● Exercise goal
Reproduce the lines verbatim, from the line containing "Identify each instance of the horizon" through the final line below, omitting the pictures from your reply.
....................
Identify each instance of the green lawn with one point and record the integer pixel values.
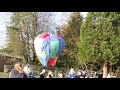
(3, 75)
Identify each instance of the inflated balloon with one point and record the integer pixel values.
(48, 48)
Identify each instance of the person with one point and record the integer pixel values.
(49, 74)
(28, 70)
(17, 72)
(71, 73)
(42, 74)
(105, 71)
(60, 75)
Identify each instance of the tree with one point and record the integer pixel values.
(99, 39)
(71, 33)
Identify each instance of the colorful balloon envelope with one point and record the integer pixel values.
(48, 48)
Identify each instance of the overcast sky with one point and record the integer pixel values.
(5, 18)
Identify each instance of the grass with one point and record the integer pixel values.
(4, 75)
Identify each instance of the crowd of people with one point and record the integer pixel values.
(27, 72)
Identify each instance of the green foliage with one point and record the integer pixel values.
(100, 38)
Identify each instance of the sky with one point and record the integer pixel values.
(5, 19)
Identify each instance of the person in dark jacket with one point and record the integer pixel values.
(42, 74)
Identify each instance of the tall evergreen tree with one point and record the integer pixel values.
(99, 38)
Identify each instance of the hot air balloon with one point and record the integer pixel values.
(48, 48)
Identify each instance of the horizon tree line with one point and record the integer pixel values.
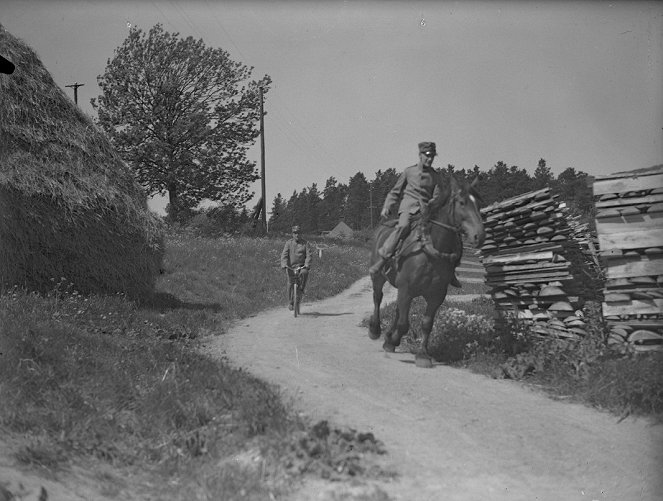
(358, 203)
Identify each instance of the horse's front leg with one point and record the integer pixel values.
(422, 358)
(401, 323)
(374, 329)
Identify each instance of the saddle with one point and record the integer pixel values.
(418, 239)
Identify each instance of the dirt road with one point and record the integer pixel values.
(451, 434)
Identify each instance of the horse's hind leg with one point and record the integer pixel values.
(422, 358)
(374, 329)
(401, 323)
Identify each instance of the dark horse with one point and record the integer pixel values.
(416, 273)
....................
● Full output
Identify each instance of the horizon tree line with one point and record the integer pixel values.
(358, 203)
Identify each instance of the horse's front leg with one point and record the integer pixel values.
(422, 358)
(401, 323)
(374, 329)
Identify each instance of the saddle with one point and record the integer pixel values.
(418, 239)
Identify each instance of the dirt road with one point and record the integer pixel values.
(451, 434)
Identify each instance of the horse's hind leg with one point and record the integer pixel values.
(422, 358)
(374, 329)
(401, 323)
Identify each instance of the dark horse with one point and record the integer pixel values.
(416, 273)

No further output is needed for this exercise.